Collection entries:

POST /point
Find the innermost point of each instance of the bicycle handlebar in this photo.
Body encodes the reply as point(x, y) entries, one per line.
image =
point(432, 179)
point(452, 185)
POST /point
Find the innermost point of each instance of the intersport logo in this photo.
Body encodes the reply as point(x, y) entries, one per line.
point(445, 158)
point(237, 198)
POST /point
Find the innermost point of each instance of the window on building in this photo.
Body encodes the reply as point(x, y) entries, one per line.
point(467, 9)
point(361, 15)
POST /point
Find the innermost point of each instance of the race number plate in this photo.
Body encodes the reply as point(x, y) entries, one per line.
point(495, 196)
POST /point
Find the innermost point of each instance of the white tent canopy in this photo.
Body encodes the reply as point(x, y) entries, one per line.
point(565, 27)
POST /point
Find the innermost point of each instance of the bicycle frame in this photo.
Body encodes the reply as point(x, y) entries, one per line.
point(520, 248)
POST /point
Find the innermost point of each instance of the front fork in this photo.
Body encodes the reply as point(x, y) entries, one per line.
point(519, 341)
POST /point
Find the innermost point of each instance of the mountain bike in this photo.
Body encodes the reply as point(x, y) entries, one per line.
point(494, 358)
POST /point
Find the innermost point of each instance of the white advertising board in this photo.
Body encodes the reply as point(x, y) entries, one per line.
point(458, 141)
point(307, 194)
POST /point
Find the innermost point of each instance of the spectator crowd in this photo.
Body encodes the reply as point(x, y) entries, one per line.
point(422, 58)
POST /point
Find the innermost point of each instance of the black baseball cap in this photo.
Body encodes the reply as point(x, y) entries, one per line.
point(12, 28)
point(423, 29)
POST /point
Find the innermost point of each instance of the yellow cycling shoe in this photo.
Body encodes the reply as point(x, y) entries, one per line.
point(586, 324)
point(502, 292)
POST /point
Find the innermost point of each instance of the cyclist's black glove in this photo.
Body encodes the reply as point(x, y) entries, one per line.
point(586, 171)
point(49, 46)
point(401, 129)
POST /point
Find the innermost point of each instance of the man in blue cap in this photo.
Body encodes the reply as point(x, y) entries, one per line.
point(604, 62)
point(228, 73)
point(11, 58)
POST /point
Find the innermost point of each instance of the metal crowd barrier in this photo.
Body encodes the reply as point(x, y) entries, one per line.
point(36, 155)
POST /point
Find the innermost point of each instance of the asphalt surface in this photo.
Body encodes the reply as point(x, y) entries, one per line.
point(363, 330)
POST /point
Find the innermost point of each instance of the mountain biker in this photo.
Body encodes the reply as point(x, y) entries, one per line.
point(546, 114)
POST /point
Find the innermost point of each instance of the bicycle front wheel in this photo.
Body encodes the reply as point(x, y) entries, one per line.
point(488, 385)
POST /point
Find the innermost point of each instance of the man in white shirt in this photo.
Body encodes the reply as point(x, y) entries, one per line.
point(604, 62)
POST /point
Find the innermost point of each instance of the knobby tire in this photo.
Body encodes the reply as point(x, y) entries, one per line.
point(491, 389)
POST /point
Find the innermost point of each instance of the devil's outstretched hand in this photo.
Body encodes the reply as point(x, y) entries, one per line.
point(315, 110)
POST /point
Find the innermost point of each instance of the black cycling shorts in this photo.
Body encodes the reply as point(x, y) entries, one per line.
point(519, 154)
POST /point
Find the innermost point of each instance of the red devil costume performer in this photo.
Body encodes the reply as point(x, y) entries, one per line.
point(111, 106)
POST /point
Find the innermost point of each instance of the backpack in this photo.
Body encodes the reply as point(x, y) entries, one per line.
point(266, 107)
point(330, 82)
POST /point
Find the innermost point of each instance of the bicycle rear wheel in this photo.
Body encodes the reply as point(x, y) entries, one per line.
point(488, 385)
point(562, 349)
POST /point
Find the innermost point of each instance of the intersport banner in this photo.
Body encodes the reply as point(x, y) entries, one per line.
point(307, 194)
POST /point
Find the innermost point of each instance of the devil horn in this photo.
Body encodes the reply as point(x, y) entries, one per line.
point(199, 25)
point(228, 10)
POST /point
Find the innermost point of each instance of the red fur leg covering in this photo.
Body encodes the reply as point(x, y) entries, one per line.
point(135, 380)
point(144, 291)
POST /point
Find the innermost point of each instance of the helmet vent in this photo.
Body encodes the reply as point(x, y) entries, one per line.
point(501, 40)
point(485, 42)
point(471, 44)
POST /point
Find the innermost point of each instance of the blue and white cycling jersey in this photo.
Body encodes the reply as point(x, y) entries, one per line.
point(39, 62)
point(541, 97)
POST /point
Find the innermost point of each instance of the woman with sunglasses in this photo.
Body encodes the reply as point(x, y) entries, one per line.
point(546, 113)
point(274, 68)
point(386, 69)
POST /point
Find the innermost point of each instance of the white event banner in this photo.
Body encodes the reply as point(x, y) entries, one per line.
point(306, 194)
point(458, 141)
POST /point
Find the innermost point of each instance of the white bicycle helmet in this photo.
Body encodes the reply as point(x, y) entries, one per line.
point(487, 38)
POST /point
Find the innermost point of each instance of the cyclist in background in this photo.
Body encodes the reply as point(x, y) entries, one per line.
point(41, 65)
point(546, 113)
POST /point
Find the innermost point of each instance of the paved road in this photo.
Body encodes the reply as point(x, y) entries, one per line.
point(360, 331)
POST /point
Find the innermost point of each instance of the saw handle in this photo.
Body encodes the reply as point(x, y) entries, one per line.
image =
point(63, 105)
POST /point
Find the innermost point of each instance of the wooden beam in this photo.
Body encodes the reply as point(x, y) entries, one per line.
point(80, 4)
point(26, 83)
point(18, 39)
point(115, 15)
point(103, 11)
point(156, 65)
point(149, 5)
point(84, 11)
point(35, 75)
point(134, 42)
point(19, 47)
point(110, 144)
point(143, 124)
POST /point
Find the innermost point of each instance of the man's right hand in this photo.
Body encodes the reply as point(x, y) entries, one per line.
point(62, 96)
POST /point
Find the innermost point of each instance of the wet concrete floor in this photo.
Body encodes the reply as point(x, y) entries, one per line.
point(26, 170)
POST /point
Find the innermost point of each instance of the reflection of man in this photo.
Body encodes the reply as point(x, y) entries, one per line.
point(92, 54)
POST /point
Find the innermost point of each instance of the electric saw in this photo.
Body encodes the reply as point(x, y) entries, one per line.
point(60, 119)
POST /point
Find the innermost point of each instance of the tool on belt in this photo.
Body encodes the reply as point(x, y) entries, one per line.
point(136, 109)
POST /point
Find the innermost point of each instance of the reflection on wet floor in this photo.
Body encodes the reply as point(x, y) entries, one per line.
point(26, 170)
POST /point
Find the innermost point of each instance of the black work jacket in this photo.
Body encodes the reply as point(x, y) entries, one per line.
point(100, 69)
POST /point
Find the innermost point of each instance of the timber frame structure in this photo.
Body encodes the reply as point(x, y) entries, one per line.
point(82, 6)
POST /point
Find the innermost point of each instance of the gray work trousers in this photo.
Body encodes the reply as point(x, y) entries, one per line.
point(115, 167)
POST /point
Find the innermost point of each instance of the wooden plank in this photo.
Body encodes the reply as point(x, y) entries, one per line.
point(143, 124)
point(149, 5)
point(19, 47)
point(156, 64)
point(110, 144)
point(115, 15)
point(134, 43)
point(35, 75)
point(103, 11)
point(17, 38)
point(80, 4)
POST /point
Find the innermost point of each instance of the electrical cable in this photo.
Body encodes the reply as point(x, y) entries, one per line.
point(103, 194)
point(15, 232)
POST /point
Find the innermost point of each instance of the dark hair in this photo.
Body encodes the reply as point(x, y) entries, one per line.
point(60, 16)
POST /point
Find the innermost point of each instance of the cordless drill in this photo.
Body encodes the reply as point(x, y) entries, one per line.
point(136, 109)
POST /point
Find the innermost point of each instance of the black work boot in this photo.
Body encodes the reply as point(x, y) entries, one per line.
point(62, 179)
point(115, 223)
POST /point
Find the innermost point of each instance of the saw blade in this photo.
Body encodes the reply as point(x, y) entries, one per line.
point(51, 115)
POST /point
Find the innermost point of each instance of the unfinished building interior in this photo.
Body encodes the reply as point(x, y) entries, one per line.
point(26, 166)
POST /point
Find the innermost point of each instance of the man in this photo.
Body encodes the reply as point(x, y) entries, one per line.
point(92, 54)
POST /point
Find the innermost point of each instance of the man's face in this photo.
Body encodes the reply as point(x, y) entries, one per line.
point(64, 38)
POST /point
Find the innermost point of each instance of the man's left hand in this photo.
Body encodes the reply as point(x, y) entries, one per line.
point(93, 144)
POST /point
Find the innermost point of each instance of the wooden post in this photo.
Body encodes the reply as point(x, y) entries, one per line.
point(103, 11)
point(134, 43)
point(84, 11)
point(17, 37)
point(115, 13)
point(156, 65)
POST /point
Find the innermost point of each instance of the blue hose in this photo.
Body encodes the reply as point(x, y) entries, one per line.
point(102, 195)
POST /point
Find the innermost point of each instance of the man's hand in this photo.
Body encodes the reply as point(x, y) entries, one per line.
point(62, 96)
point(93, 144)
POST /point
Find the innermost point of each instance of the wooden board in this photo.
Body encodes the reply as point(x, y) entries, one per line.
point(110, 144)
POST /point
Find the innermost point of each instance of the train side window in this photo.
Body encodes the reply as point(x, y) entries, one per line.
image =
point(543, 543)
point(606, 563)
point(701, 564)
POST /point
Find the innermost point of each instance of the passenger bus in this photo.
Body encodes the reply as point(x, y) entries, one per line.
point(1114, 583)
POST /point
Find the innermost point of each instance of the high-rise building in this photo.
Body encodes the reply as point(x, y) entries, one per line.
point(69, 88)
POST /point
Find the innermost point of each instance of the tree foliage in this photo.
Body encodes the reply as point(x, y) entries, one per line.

YOUR GOAL:
With the string "window" as the key, filter the data above and show the lines that match.

ANSWER SPACE:
Find the innermost point of each instance of the window on building in this photo.
Find the innermost point of each instance of the train side window in this photo.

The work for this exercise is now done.